(Material provided)

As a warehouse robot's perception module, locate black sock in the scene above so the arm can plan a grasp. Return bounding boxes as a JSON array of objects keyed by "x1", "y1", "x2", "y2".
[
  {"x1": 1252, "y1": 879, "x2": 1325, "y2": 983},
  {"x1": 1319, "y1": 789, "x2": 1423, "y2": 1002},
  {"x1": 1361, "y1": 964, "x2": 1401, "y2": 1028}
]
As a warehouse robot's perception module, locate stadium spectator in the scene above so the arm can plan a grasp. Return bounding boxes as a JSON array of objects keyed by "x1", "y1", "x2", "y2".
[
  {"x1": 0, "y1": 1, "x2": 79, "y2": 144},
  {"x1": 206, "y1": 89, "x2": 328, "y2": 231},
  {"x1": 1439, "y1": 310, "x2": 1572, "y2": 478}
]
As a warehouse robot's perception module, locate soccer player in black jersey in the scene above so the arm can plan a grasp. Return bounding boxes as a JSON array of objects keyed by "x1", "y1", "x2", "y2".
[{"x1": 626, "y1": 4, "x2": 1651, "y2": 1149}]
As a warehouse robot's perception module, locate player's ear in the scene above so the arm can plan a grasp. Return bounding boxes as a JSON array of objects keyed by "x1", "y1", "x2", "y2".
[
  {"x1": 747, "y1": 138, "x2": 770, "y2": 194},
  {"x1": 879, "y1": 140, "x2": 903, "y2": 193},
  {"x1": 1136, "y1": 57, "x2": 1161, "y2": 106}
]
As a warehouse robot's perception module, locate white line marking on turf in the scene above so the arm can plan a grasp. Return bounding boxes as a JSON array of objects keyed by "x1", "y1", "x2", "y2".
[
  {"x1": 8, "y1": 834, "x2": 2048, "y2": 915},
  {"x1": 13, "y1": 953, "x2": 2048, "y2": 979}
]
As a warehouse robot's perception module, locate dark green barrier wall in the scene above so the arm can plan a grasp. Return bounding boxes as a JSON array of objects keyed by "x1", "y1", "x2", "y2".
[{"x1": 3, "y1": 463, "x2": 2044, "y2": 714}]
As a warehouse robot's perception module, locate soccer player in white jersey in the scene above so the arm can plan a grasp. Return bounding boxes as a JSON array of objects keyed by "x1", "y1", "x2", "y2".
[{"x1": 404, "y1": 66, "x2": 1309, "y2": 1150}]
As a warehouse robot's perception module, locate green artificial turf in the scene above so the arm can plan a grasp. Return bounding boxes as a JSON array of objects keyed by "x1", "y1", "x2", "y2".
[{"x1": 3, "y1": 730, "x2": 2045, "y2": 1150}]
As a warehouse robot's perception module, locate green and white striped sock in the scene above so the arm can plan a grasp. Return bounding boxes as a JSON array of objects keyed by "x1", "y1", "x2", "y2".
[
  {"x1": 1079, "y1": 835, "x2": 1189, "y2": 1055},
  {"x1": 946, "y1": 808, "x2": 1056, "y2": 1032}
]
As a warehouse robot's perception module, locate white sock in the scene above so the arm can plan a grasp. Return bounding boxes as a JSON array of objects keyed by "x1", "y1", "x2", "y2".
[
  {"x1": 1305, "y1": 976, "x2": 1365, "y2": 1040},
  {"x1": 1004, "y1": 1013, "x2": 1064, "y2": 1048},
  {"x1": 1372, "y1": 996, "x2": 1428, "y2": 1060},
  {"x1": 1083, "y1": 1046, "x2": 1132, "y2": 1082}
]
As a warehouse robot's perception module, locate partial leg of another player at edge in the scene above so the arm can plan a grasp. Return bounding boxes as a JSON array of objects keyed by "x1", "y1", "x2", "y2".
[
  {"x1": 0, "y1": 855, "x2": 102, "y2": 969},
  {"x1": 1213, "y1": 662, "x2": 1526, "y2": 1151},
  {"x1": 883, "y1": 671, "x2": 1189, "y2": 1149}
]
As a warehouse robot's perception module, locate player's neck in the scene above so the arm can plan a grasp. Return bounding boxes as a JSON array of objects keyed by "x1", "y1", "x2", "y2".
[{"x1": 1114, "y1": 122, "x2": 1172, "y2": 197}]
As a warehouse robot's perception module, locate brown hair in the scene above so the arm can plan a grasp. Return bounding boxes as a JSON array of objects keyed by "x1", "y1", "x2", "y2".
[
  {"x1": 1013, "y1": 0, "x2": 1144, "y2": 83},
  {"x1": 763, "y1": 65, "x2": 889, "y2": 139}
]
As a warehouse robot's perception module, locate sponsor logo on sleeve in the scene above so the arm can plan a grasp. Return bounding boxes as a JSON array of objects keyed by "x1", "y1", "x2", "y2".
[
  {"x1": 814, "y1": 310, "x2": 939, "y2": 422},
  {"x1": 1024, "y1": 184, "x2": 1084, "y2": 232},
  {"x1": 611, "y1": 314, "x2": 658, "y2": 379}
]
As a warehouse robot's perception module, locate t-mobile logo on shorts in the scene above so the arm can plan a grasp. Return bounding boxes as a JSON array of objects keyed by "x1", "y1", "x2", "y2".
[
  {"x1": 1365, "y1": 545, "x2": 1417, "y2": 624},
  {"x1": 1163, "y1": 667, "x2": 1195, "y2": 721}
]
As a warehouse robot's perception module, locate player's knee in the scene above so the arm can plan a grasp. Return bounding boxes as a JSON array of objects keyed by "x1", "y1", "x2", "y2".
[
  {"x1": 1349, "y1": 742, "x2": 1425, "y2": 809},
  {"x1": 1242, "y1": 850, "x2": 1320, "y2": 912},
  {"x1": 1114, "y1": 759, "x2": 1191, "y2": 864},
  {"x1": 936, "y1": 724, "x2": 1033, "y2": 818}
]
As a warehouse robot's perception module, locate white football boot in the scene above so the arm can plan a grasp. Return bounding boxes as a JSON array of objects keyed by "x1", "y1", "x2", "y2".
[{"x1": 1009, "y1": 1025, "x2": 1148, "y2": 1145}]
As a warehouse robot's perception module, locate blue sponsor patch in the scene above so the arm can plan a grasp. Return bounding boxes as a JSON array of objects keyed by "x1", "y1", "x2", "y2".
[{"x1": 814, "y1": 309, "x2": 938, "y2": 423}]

(End Material provided)
(Material provided)

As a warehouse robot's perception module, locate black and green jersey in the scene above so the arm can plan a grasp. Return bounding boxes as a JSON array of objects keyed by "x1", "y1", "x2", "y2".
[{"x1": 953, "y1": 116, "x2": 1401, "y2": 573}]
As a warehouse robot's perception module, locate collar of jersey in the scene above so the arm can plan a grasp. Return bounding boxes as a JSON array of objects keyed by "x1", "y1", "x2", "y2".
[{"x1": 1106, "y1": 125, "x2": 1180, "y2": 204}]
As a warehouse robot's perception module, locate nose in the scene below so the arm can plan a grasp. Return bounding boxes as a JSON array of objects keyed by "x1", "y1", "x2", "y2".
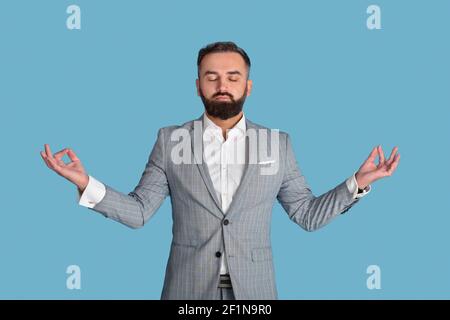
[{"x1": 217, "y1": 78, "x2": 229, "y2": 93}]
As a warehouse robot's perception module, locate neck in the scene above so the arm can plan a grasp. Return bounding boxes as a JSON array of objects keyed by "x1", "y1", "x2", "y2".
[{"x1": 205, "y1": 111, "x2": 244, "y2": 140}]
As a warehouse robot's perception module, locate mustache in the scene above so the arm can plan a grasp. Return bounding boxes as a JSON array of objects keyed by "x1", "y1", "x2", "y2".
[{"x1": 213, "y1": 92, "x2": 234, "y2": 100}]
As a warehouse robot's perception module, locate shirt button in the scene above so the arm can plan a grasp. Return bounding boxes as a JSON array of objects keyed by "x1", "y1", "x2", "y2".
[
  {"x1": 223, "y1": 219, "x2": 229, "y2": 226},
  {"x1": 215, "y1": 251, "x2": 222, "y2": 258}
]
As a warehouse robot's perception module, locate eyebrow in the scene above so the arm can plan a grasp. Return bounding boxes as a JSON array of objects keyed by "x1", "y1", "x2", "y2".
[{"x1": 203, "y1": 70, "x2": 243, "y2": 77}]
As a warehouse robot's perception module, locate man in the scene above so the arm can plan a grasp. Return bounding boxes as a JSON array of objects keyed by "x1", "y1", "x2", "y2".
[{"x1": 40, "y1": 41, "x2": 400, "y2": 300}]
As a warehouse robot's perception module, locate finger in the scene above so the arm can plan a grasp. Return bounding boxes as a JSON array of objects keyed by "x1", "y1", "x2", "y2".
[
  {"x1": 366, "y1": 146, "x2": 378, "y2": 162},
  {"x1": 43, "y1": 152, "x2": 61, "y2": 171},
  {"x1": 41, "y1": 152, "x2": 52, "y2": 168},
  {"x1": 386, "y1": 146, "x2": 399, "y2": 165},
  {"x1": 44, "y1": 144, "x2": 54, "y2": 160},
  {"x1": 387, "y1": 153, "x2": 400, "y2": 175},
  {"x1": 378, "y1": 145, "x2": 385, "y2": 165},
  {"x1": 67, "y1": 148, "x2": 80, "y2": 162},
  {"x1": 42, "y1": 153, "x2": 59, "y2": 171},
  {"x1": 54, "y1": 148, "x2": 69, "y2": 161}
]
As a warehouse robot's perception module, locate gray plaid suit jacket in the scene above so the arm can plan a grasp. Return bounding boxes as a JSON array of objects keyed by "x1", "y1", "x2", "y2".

(End Material provided)
(Material provided)

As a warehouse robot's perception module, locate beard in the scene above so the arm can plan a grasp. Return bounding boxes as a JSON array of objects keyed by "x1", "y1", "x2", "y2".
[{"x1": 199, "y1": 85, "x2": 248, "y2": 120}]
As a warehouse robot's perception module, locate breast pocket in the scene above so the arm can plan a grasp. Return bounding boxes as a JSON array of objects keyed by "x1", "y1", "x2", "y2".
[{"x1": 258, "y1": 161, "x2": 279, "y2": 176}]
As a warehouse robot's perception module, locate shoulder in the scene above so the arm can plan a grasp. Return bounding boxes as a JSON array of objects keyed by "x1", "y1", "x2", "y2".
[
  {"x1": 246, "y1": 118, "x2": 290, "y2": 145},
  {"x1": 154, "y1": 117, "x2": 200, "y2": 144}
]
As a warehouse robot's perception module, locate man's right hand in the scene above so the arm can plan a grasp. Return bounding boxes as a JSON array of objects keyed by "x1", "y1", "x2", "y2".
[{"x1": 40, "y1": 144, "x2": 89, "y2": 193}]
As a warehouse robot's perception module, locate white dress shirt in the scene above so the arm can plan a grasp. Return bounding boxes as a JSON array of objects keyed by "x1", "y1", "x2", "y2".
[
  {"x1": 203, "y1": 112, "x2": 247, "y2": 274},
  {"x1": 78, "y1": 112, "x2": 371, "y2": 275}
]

(End Material provided)

## Work instructions
Within the listing above, the range opens at the line with "As a warehouse robot's perception module, locate finger" and closes at the line with "As a warehouse robot's perception module, locate gray". Reproduce exactly the lines of that range, including both ends.

## Written response
As a warehouse robot's perception module, locate finger in the scene above so the arm can plan a grasp. Return bounding boxes as a JSON array of objects keyed by "x1", "y1", "x2", "y2".
[
  {"x1": 366, "y1": 146, "x2": 378, "y2": 162},
  {"x1": 43, "y1": 152, "x2": 61, "y2": 171},
  {"x1": 41, "y1": 152, "x2": 52, "y2": 168},
  {"x1": 386, "y1": 146, "x2": 399, "y2": 165},
  {"x1": 44, "y1": 144, "x2": 54, "y2": 160},
  {"x1": 387, "y1": 153, "x2": 400, "y2": 175},
  {"x1": 378, "y1": 145, "x2": 385, "y2": 165},
  {"x1": 67, "y1": 148, "x2": 80, "y2": 162},
  {"x1": 42, "y1": 153, "x2": 59, "y2": 171},
  {"x1": 54, "y1": 148, "x2": 69, "y2": 161}
]
As a warehouse robot's perception module, locate gray plaid suit jacket in the scene above so the arm can plan a grasp. Return bounding boxes as a JSON array of objects keyed by "x1", "y1", "x2", "y2".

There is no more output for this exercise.